OBJECTIVE A: Count the lines in the entries that contain the word "Mark", and reply with only that number.

In 2000, I started a new company, Transparent Networks, focused on a large port count (1024x1024) photonic switch.
The optical switching was based on 3D MEMS mirrors, electrostatically tilting +/-10deg in two axes with about 0.001deg resolution. Each mirror had two electrodes per axis, thus four analog control channels with 15-bit resolution were needed for each mirror. To support 1024 channels with headroom for a yield loss, we designed a single 30x40 mm chip mirror array with 1200 mirrors, 30 rows by 40 columns, with each mirror in 1x1 mm cell, which required a dedicated logic.
Electrostatic drive required 120V. To support a quick response of all mirrors in 7 ms, we decided to implement a 10 kHz TDM refresh rate, with the update for each mirror in approximately 83 ns. To prevent the creep of mirrors in excess of 0.001deg from self-heating, we restricted the power to 2W for the entire chip electronics. We thus needed 4800 of super low power high voltage amplifiers on the chip.
So I was facing the state-of-the-art VLSI development as a supporting technology for the leading edge risky MEMS development.
I started a search for this custom ASIC vendor. One of my friends, a former VP of a prominent semiconductor company, recommended I work with Decicon, as they have been known for complex mixed signal IC designs working on the first silicon, and this was exactly what I wanted to reduce the development risk.

RECORDS SHOWN:
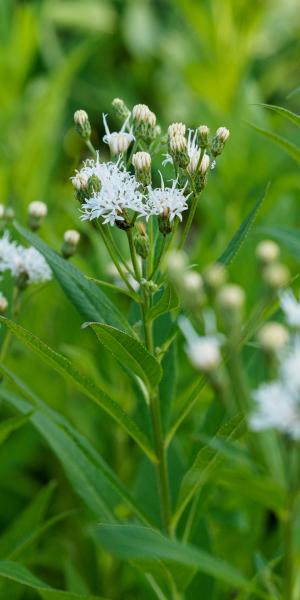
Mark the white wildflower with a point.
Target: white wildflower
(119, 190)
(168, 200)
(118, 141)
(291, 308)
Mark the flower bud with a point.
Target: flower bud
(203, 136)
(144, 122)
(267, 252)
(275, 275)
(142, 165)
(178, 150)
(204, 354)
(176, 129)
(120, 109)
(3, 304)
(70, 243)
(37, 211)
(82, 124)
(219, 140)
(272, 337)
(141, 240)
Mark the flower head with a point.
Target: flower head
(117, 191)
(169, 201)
---
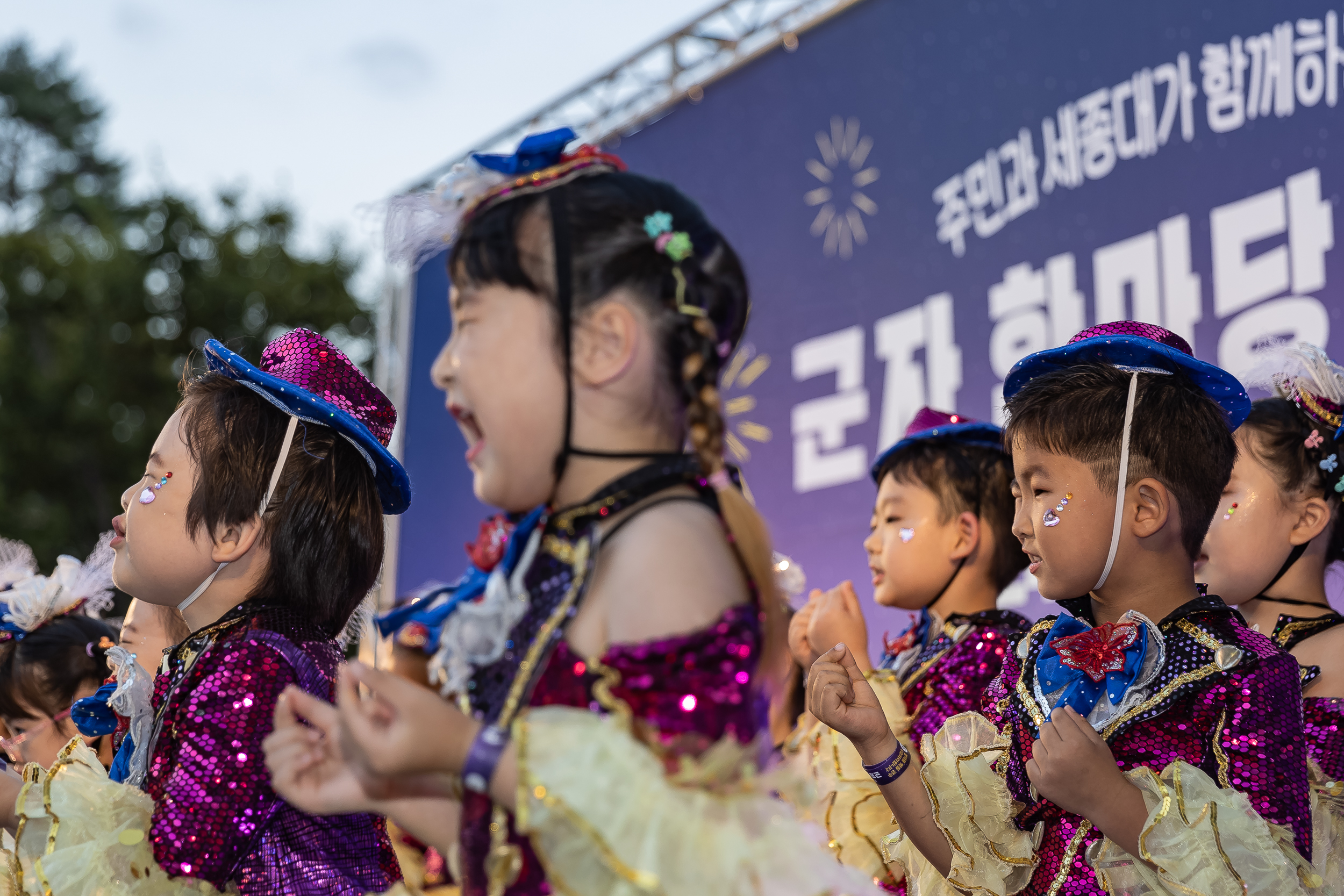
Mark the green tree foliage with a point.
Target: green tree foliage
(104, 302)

OBJECTIVE B: Please continue the account of building the MEMS photonic switch, starting after its last sentence.

RIGHT ANSWER A: 4

RIGHT ANSWER B:
We started the program in December 2000. Decicon came up with a novel creative approach of driving mirrors with a very low power. They also managed to find a way of using 120V transistors with low Vgs, only ones we had available at this time with high density (1.2 um) CMOS.
Because of the chip complexity, we thought of doing initially only a small number of mirrors in the array to debug the design without stitching over the large chip and with a use of single reticle to control the cost. Decicon showed its creativity in this area, managing to do the layout without the stitching and with a single reticle, yielding about 80% (900) functional mirrors.
In August 2001, the first silicon came out from the fab. After few more weeks of integrating with mirrors and testing, I got the result: first silicon worked!
This 30x40 mm chip with millions of transistors and 4800 15-bit DAC, 4800 120V amplifiers, fast serial interface and all the row and column logic represents probably the largest mixed signal chip in the world. And making it working in the first pass is an outstanding accomplishment.
Thank you Decicon team. I can strongly recommend your services to anyone in need...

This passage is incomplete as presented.